### What to do
List every line of the data below that contains the string "stripe".

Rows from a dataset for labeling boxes
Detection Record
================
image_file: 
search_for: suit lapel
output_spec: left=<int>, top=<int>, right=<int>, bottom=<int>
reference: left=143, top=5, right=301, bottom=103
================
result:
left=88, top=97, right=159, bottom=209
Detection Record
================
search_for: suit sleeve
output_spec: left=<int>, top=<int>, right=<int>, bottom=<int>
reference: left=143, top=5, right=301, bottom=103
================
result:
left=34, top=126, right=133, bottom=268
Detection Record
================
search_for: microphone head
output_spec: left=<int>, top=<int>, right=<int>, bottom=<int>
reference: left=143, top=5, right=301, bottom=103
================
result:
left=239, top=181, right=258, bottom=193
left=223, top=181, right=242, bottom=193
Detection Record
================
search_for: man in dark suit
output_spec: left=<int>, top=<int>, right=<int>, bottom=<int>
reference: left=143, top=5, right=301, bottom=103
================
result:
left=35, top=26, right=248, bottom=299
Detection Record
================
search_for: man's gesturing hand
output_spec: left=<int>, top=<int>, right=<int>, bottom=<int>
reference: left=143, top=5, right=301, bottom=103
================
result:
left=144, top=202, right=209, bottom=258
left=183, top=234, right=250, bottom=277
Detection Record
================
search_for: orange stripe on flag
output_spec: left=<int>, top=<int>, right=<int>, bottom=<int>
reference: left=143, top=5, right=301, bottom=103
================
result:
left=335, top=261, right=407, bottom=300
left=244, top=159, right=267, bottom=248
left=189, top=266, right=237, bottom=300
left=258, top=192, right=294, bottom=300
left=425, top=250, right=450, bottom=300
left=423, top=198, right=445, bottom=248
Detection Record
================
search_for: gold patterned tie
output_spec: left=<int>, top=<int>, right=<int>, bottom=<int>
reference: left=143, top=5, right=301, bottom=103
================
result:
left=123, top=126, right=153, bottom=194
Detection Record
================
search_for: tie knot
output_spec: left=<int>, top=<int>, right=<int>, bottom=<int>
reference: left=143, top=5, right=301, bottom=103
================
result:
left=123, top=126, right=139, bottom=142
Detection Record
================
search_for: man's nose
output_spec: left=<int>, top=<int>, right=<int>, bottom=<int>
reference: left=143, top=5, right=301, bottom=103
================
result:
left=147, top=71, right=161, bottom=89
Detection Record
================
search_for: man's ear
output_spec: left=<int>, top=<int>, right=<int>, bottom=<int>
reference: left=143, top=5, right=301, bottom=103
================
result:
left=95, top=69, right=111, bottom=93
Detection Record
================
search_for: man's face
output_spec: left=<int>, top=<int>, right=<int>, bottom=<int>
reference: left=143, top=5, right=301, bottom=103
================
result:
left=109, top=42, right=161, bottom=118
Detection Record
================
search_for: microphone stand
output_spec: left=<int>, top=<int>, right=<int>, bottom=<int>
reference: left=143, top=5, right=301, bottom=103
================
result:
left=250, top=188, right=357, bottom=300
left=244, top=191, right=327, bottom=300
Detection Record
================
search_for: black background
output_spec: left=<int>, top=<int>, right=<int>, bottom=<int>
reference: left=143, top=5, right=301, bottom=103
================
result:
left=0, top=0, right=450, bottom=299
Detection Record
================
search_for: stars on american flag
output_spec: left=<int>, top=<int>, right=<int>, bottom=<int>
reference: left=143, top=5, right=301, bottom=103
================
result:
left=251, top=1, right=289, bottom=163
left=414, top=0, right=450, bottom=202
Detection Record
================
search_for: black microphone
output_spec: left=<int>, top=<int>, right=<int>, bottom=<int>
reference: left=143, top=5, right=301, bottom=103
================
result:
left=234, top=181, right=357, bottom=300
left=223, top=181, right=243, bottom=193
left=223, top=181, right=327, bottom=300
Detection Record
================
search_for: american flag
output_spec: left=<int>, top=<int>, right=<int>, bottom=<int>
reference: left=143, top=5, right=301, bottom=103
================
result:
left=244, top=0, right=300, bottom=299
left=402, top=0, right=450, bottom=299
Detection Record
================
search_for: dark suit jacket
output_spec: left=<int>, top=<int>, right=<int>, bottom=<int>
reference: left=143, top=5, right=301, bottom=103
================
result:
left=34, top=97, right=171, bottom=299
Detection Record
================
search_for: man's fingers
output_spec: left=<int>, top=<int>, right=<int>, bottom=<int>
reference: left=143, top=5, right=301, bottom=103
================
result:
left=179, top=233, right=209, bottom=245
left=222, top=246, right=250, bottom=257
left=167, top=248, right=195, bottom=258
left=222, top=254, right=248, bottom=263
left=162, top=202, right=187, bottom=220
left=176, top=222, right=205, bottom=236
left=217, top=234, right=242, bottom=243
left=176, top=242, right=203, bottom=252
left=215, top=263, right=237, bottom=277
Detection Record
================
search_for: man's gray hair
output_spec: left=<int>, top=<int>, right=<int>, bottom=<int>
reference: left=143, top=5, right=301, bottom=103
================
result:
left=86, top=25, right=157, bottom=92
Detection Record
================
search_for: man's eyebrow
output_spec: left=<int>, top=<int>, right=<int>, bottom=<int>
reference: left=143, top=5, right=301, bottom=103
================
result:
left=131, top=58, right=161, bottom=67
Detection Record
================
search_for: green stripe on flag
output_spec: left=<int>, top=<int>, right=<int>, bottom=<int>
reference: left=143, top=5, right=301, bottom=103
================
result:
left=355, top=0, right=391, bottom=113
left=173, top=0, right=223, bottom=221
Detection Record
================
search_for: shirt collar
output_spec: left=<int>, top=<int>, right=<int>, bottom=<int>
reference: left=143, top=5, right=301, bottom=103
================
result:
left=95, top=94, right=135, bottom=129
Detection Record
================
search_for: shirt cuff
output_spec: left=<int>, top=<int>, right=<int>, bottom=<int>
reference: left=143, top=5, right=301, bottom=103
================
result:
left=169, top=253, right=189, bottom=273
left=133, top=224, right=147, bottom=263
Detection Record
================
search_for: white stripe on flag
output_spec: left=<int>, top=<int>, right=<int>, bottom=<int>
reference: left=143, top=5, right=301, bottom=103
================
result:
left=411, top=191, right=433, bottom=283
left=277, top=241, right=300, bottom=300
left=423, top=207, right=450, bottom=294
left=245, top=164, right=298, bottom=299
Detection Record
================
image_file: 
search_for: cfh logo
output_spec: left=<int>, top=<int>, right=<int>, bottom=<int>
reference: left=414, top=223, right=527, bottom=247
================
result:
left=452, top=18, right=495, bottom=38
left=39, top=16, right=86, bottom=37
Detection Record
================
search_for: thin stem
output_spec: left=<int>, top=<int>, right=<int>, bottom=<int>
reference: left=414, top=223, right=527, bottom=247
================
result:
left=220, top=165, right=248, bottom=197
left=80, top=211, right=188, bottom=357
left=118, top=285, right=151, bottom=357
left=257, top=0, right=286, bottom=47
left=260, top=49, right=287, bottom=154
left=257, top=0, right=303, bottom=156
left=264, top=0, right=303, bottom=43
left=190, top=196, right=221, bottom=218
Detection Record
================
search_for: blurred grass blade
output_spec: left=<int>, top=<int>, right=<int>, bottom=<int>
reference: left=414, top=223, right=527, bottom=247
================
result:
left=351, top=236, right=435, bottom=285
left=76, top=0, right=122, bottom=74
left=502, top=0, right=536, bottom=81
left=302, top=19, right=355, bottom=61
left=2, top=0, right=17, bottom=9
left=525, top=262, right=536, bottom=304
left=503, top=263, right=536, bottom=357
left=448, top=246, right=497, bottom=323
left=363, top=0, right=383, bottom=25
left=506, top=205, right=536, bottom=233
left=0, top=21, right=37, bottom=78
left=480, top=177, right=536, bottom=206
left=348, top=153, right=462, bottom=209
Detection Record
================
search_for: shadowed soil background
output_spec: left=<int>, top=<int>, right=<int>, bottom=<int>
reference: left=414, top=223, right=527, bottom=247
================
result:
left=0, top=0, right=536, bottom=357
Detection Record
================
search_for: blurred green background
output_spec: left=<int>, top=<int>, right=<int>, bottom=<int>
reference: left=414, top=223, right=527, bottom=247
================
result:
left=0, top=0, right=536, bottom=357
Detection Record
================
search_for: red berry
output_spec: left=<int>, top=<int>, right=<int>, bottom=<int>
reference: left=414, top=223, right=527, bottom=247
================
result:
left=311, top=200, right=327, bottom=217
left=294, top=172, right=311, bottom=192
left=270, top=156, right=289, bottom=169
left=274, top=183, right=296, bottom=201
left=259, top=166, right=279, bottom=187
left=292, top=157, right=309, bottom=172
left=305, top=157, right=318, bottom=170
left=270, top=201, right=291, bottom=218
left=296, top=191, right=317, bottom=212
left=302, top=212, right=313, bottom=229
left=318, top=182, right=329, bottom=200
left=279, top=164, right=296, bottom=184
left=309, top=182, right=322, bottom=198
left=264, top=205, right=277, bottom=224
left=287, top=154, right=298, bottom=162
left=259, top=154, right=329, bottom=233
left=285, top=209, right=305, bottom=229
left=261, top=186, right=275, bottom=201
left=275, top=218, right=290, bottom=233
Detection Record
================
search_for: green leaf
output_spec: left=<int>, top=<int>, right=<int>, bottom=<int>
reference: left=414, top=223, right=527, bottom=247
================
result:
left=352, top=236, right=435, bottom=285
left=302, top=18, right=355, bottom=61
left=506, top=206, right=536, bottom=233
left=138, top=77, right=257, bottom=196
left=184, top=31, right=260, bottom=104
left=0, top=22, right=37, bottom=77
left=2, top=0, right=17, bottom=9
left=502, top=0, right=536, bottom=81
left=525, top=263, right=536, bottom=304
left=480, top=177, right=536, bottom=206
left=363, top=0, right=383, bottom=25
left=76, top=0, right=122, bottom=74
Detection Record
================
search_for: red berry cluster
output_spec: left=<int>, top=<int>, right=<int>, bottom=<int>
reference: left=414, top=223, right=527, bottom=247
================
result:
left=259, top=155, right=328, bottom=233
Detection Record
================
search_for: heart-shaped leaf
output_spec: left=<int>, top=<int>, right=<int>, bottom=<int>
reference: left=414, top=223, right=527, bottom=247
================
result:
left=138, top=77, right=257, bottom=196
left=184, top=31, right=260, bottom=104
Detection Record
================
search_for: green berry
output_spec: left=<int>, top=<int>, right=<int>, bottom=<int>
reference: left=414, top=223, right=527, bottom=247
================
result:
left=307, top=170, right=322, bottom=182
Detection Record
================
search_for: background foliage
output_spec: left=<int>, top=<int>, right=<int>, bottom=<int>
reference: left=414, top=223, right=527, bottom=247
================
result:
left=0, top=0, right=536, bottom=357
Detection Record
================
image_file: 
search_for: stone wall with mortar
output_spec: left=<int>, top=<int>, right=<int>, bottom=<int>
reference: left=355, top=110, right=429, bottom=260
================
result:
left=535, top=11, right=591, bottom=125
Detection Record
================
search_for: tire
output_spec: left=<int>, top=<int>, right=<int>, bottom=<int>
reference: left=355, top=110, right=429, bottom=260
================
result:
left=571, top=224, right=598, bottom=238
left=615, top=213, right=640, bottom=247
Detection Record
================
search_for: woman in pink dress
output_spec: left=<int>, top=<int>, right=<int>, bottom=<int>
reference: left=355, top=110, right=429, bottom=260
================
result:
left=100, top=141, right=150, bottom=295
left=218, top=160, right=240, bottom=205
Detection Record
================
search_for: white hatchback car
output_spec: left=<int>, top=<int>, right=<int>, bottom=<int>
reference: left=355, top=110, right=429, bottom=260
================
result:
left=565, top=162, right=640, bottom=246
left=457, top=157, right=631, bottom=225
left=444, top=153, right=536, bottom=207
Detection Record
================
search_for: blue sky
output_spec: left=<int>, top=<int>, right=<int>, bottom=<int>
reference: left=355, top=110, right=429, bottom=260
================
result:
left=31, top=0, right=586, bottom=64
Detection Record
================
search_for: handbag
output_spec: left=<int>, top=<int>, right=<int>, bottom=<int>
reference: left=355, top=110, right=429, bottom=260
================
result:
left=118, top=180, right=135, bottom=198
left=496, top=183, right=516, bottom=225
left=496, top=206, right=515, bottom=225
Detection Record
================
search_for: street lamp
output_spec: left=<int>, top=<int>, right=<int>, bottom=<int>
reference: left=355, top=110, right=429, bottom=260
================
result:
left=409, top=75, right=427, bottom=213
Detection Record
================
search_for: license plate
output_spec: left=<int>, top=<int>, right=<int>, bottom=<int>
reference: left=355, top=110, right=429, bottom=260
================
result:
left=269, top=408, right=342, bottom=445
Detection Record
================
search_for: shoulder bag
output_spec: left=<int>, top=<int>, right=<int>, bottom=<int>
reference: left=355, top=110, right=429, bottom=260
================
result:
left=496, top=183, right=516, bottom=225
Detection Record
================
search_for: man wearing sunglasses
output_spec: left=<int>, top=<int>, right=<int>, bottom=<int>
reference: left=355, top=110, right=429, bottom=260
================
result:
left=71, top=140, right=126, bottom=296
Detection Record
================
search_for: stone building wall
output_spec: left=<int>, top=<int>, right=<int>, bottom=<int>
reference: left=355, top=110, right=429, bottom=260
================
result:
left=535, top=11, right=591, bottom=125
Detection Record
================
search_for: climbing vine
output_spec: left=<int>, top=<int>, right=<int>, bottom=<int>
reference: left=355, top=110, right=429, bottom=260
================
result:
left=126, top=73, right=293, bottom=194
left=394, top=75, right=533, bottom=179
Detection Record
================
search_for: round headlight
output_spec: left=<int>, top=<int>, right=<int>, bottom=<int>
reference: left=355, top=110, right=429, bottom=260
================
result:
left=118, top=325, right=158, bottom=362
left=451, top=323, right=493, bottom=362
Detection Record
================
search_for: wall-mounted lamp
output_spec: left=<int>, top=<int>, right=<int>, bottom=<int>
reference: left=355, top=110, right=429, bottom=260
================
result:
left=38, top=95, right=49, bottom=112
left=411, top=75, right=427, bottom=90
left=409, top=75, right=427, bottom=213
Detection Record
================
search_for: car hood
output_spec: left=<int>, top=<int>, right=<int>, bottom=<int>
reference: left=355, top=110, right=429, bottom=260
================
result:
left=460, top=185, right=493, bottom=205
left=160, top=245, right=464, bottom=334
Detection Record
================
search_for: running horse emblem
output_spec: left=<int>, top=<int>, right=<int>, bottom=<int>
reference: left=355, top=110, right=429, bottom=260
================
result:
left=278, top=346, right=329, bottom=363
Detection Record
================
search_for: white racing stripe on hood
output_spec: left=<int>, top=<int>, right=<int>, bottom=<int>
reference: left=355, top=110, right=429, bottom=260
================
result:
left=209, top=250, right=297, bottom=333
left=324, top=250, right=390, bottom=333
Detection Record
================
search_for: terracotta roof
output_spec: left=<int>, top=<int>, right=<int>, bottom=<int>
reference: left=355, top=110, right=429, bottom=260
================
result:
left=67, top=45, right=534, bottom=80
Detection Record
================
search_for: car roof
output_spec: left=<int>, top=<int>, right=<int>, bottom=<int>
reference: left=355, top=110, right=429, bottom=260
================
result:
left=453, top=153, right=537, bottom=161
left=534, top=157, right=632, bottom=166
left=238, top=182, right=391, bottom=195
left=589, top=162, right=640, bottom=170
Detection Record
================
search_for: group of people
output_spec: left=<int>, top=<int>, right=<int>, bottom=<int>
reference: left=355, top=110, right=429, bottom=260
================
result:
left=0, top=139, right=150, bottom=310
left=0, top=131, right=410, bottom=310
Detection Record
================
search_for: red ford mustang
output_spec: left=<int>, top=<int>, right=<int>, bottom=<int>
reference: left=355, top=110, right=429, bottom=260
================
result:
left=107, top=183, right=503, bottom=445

### The response
search_for: orange stripe on flag
search_for: green stripe on flag
search_for: white stripe on flag
search_for: white racing stripe on hood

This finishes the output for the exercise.